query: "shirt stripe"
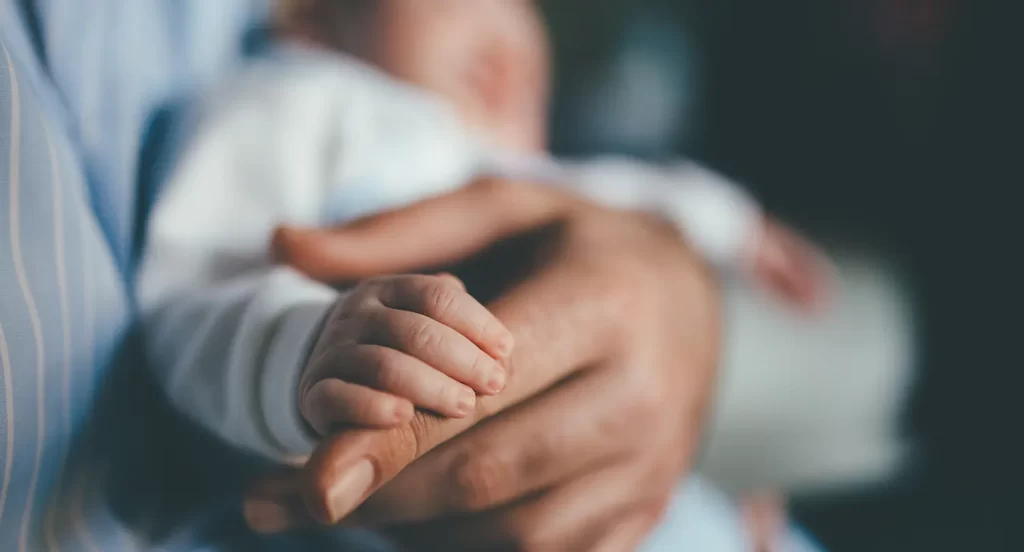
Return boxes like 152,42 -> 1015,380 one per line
4,37 -> 46,552
43,119 -> 71,550
0,326 -> 14,520
0,31 -> 22,536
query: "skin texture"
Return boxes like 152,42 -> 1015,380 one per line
299,274 -> 512,435
245,181 -> 719,550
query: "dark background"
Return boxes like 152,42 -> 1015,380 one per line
542,0 -> 1024,552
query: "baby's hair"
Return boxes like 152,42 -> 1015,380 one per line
272,0 -> 377,49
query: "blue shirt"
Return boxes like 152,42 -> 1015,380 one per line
0,0 -> 272,551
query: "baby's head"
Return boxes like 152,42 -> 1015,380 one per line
282,0 -> 549,151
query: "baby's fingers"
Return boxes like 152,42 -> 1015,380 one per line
302,379 -> 414,435
339,345 -> 476,418
380,274 -> 513,358
361,307 -> 506,394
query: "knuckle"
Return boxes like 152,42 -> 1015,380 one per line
409,322 -> 444,351
424,282 -> 459,320
621,369 -> 663,423
452,452 -> 512,512
368,350 -> 406,392
509,520 -> 566,552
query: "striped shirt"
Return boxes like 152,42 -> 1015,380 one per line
0,0 -> 272,551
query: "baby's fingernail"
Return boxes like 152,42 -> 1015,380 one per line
498,334 -> 514,357
487,367 -> 508,393
456,389 -> 476,416
327,459 -> 376,521
393,400 -> 416,424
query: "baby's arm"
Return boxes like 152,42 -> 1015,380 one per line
486,155 -> 831,308
136,56 -> 483,460
299,274 -> 512,435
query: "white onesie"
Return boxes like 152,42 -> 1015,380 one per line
138,46 -> 759,459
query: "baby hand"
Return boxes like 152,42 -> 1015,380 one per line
299,274 -> 512,435
746,218 -> 833,310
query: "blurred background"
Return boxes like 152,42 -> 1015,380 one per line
542,0 -> 1024,551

+++

● Aim
Extract every line of the rows above that contains the string "baby", and list each one on its own line.

● Answer to the exercise
query: "baby's hair"
query: "baby's head"
query: "baby's fingers"
query: "baby's fingernail"
query: "baby's arm"
query: "baby hand"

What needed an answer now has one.